╔══
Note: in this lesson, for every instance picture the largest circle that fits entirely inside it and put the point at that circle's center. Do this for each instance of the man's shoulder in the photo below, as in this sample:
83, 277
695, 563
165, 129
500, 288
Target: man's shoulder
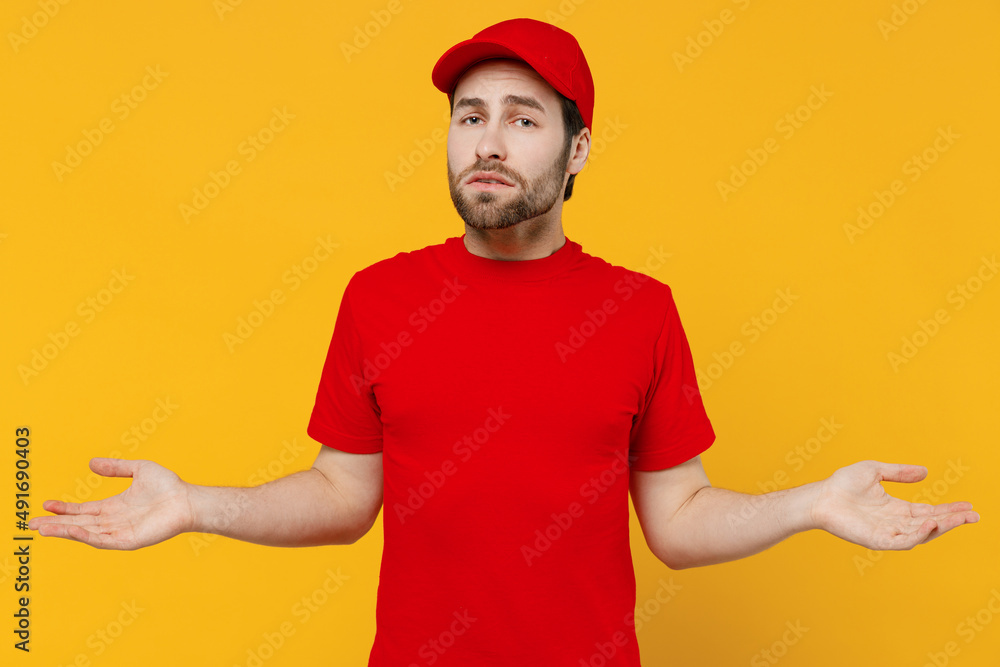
╚══
Return every line of the items above without any change, but leave out the pictures.

(REPLY TO THE EXERCISE):
Note: in this lesson, for every instance picture the largest circle that fits entirely inside it and put the point at that circle's center. Do this for each instance of the man's shoulder in the photo below, as in this sample:
83, 277
695, 563
165, 129
500, 288
Target: man's shoulder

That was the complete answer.